TASK STATEMENT: Quote the data from the line containing "# Scan for the grass field" through the line containing "[627,71,696,152]", word for word, with both lines included. Leave the pictures out of your answer.
┏━━
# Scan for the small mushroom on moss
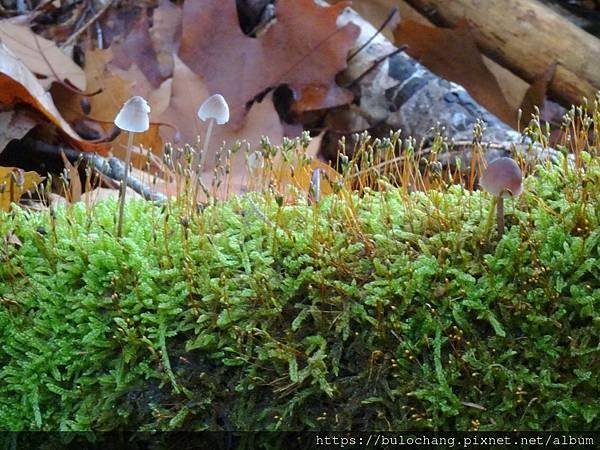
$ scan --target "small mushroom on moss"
[198,94,229,168]
[115,95,150,237]
[479,157,523,236]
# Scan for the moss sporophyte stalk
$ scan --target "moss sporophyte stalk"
[0,152,600,431]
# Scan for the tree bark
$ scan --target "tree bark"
[316,0,556,170]
[406,0,600,106]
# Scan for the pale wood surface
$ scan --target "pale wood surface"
[407,0,600,104]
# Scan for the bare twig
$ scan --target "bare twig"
[23,139,167,203]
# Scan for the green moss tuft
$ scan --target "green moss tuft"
[0,156,600,430]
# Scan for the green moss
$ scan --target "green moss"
[0,156,600,430]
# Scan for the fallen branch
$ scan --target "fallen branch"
[316,0,557,169]
[23,139,167,203]
[407,0,600,105]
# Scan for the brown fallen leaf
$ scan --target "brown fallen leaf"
[52,49,171,159]
[0,20,86,91]
[394,20,516,125]
[150,0,182,78]
[179,0,359,128]
[159,57,283,170]
[0,42,107,154]
[0,167,43,211]
[0,110,37,153]
[111,14,163,88]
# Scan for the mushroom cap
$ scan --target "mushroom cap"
[115,95,150,133]
[198,94,229,125]
[479,157,523,198]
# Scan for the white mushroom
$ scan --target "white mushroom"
[115,95,150,237]
[198,94,229,165]
[479,158,523,236]
[115,95,150,133]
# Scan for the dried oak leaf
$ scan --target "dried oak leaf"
[110,14,163,88]
[179,0,359,128]
[158,57,283,169]
[52,48,171,164]
[0,20,86,91]
[0,42,107,154]
[0,110,37,153]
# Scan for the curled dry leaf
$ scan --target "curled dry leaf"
[160,57,283,169]
[179,0,359,128]
[0,20,86,91]
[0,42,107,154]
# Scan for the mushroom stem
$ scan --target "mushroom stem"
[117,131,133,237]
[496,196,504,237]
[198,119,215,170]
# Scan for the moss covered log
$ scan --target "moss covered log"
[0,157,600,431]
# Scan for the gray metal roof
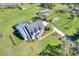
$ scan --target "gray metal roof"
[16,21,44,40]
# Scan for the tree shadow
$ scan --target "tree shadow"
[39,44,62,56]
[68,28,79,41]
[13,30,24,40]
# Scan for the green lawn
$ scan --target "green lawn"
[0,4,60,55]
[0,4,79,55]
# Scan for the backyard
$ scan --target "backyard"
[0,4,79,56]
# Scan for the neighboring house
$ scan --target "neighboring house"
[0,3,23,8]
[53,28,75,42]
[41,3,53,9]
[15,20,47,40]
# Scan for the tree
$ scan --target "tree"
[41,3,55,9]
[37,9,50,20]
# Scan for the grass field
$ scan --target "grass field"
[0,4,79,55]
[0,4,59,55]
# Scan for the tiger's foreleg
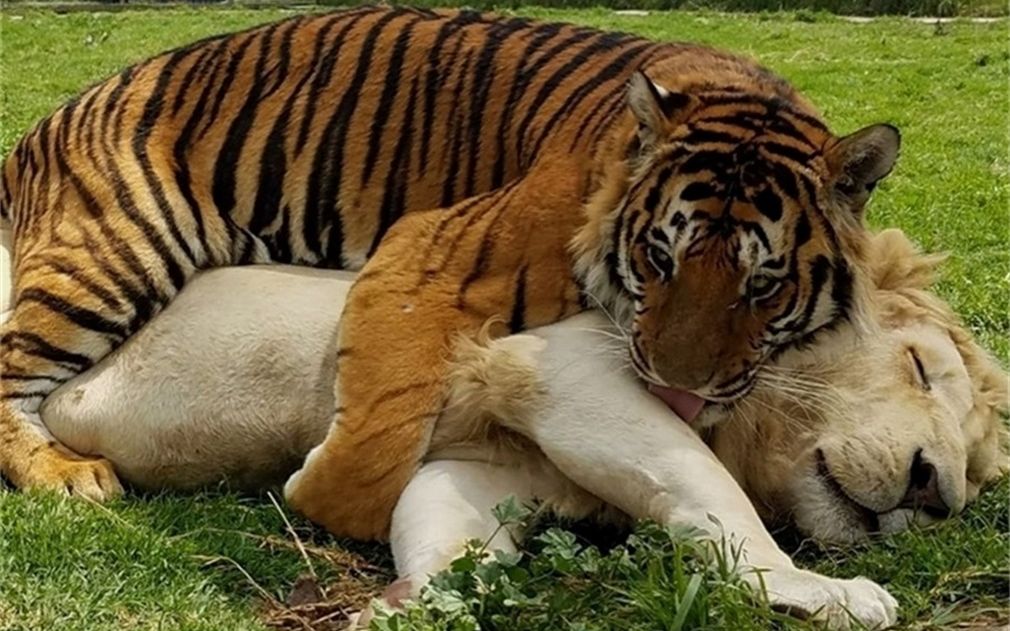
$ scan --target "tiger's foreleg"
[285,165,582,539]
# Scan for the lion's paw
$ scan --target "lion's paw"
[762,569,898,629]
[11,444,123,502]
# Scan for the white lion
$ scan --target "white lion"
[5,231,1007,627]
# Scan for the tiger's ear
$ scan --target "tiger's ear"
[825,124,901,215]
[627,71,696,152]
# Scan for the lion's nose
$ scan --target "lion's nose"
[901,449,950,518]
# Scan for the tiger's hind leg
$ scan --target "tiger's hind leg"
[0,245,143,500]
[0,186,265,500]
[285,161,584,539]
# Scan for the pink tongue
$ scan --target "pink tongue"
[648,384,705,423]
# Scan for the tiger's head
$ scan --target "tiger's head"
[573,58,900,417]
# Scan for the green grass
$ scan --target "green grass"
[0,9,1010,631]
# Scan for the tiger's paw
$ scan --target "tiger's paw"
[10,443,123,502]
[762,569,898,630]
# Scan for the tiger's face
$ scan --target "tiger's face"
[577,73,899,407]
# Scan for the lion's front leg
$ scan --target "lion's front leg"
[496,314,897,628]
[285,166,581,539]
┗━━
SOLVED PROBLEM:
# Scan for the grass field
$ scan --target "grass field"
[0,4,79,55]
[0,4,59,55]
# Scan for the tiger's foreleg
$ scan --target "tiger's foreleg"
[285,165,582,539]
# Scan for the lion's paw
$ scan --target "lion's paw"
[762,569,898,629]
[11,444,123,502]
# Scan for the white lion
$ scan --target "white lion"
[5,231,1007,627]
# Scan for the tiger's ear
$ scan --target "tiger's ear"
[825,124,901,215]
[627,71,696,152]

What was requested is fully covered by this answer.